- _Task requirements_:
1. In the article on Pius IX below, how long did the conclave that met on June 15, 1846 last?
2. Copy the stretch of the Pius IX article below from "On the 150th" through "(September 20, 1870)." word for word.
+++ Provided passage +++
The Grandeur of Pius IX: Vicar of Christ, Pontiff and King

The Grandeur of Pius IX: Vicar of Christ, Pontiff and King
The Grandeur of Pius IX: Vicar of Christ, Pontiff and King

On the 150th Anniversary of Two Events of Transcendental Significance for the Life and History of the Church

The year 2020 marks the 150th anniversary of two events of transcendental significance for the Church’s life and history. The first is a positive event, which was the proclamation of the dogma of papal infallibility (July 18, 1870). The second event was a negative episode, which was the taking of Rome by the revolutionary hordes at the service of the House of Savoy. At that time, the Pope was despoiled of his temporal power (September 20, 1870).

This short article will put the two events in the context of the life and pontificate of their main protagonist, Blessed Pius IX, the last Pope-King.

The conclave that met on June 15, 1846 to elect a successor to Gregory XVI was one of the shortest in history: it lasted only 36 hours, after which Cardinal Giovanni Maria Mastai Ferretti, Bishop of Imola, was elected and adopted the name of Pius IX.
+++ Data section +++
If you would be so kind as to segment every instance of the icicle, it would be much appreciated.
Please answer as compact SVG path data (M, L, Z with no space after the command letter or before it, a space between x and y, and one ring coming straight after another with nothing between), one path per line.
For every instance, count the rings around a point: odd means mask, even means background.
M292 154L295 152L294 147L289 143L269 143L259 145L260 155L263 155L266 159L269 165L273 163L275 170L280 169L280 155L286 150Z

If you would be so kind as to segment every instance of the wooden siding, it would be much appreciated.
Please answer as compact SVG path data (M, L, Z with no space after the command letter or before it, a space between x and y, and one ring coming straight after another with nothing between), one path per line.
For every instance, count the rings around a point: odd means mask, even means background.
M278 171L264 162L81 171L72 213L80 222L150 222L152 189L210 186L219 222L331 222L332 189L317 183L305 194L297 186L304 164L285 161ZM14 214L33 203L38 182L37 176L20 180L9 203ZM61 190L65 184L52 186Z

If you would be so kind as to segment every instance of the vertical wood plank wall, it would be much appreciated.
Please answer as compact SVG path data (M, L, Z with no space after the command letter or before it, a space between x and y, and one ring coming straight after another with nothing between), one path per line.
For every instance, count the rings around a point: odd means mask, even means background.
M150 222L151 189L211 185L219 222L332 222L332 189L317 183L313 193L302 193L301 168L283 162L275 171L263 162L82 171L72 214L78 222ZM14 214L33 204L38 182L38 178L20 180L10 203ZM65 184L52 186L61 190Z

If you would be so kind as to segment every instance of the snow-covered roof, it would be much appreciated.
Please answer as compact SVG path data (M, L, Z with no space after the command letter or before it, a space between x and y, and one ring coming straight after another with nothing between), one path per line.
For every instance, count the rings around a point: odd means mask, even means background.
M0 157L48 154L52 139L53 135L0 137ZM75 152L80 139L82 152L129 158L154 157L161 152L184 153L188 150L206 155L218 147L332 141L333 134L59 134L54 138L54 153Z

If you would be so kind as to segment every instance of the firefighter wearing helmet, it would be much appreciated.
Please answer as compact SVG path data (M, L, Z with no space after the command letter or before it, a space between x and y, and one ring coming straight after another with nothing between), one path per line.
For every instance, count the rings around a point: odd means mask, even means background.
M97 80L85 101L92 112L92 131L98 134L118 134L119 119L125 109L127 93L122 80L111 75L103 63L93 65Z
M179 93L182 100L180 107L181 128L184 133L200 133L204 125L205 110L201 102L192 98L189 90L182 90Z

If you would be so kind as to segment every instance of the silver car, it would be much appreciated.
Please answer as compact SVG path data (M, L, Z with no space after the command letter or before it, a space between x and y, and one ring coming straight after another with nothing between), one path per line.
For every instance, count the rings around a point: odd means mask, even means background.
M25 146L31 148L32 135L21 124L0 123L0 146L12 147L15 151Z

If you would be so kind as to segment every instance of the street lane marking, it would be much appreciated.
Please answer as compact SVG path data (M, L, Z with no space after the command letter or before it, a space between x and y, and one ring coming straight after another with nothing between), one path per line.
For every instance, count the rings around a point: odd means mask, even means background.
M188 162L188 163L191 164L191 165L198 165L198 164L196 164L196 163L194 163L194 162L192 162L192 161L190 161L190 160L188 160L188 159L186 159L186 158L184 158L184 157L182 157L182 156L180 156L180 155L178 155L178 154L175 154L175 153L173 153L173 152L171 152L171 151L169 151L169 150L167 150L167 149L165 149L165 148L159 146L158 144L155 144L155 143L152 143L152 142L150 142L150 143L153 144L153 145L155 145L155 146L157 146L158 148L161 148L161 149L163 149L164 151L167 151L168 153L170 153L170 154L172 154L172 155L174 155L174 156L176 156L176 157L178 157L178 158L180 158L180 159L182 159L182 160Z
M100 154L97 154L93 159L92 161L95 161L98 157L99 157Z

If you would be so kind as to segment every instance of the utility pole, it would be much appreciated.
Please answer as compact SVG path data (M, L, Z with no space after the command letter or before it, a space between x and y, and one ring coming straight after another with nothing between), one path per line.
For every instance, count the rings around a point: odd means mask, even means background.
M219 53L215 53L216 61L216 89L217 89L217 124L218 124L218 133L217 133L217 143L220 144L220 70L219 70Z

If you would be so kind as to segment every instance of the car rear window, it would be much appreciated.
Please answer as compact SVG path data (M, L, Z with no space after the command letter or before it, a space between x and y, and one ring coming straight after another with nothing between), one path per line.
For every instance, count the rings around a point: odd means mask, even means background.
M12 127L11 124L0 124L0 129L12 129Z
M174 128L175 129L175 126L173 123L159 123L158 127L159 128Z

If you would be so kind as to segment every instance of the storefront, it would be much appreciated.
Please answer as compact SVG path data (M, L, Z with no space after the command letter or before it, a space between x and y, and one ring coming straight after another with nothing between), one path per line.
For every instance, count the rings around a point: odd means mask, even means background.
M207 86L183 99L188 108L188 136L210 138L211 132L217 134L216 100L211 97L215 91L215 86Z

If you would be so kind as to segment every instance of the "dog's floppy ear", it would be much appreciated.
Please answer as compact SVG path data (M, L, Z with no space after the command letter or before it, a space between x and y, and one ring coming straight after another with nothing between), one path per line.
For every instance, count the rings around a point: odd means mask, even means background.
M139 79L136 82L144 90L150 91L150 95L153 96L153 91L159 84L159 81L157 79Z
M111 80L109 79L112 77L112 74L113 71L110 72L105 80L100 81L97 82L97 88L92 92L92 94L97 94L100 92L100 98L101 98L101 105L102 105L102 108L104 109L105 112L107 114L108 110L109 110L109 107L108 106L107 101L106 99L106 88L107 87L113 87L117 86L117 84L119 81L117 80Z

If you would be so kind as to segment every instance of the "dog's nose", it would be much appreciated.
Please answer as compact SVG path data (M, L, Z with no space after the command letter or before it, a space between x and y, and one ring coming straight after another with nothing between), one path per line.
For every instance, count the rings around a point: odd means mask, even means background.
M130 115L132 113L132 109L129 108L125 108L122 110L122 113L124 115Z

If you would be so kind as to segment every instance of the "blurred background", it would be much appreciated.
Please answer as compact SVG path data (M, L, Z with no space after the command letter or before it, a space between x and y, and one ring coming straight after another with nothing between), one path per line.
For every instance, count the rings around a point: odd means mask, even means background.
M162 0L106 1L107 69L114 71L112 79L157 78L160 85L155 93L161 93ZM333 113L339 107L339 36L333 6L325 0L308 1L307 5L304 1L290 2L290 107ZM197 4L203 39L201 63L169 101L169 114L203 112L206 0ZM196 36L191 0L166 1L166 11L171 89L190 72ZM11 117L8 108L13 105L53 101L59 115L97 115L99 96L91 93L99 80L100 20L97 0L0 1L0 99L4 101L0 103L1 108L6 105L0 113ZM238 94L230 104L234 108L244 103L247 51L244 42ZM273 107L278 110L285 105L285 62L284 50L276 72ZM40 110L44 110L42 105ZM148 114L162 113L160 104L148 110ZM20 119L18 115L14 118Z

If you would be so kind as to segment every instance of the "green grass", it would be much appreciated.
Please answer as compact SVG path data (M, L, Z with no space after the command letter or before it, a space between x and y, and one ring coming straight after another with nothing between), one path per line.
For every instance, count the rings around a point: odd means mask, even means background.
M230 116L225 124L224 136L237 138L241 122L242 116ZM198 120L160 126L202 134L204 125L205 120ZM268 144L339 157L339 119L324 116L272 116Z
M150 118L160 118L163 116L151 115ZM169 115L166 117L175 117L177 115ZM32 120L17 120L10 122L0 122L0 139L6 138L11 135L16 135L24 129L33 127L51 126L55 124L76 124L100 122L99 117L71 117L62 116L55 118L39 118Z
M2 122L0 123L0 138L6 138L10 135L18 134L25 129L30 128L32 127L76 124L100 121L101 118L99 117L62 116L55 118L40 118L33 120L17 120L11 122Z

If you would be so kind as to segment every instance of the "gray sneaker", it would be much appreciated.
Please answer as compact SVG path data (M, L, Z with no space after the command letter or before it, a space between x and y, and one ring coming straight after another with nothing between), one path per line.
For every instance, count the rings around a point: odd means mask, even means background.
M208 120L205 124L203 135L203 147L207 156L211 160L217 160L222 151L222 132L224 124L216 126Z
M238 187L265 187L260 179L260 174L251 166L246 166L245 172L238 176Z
+++
- _Response list_:
1. It lasted only 36 hours.

2.
On the 150th Anniversary of Two Events of Transcendental Significance for the Life and History of the Church

The year 2020 marks the 150th anniversary of two events of transcendental significance for the Church’s life and history. The first is a positive event, which was the proclamation of the dogma of papal infallibility (July 18, 1870). The second event was a negative episode, which was the taking of Rome by the revolutionary hordes at the service of the House of Savoy. At that time, the Pope was despoiled of his temporal power (September 20, 1870).